Dataset records
____________

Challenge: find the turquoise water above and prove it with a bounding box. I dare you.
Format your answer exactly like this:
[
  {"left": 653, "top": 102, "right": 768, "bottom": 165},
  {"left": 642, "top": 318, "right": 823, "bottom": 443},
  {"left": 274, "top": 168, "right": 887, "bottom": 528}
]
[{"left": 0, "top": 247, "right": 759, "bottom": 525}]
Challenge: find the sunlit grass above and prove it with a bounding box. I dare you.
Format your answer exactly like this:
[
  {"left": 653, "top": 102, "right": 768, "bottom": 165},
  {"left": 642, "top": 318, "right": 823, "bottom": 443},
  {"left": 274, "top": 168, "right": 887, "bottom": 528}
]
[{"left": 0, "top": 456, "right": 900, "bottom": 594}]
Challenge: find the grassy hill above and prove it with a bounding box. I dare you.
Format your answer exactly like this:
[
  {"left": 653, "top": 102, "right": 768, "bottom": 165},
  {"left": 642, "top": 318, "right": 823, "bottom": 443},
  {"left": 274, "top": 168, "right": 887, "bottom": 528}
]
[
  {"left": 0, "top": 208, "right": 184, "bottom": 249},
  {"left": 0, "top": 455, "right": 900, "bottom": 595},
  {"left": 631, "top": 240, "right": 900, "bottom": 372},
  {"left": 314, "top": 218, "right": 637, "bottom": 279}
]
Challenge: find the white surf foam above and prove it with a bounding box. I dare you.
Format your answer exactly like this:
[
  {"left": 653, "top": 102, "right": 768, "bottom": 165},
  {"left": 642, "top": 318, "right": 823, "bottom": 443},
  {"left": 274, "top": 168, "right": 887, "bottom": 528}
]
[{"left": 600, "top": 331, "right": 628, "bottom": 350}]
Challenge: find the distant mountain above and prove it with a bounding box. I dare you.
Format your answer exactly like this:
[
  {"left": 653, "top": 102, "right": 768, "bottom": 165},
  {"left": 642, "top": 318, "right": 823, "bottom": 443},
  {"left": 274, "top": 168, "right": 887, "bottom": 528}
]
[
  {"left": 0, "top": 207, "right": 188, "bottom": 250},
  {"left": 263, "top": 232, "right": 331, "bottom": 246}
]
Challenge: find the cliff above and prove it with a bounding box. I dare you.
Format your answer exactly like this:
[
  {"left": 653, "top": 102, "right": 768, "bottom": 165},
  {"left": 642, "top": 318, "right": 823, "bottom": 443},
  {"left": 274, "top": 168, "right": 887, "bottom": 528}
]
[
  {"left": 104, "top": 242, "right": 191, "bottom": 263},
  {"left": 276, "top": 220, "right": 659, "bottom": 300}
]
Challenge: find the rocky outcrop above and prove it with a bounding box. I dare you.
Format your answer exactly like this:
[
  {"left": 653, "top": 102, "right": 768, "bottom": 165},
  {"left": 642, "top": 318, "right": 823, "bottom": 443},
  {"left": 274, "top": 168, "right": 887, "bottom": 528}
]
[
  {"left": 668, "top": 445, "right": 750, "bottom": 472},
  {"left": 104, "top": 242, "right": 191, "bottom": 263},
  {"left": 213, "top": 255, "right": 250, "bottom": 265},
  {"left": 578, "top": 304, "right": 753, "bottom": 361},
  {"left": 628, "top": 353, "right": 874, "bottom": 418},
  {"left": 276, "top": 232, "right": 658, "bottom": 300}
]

____________

• **TASK STATEMENT**:
Give again only the lines starting at the one that contains "Challenge: find the rocky" and running to the end of the data.

• **ANSWER FOR THE TASK**:
Challenge: find the rocky outcrop above and prove it with a bounding box. I dare you.
Format your answer exactly like this:
[
  {"left": 653, "top": 102, "right": 768, "bottom": 165},
  {"left": 642, "top": 318, "right": 823, "bottom": 443},
  {"left": 274, "top": 168, "right": 887, "bottom": 528}
]
[
  {"left": 668, "top": 445, "right": 750, "bottom": 472},
  {"left": 104, "top": 242, "right": 191, "bottom": 263},
  {"left": 213, "top": 255, "right": 250, "bottom": 265},
  {"left": 578, "top": 304, "right": 753, "bottom": 361},
  {"left": 628, "top": 353, "right": 874, "bottom": 418},
  {"left": 276, "top": 232, "right": 658, "bottom": 300}
]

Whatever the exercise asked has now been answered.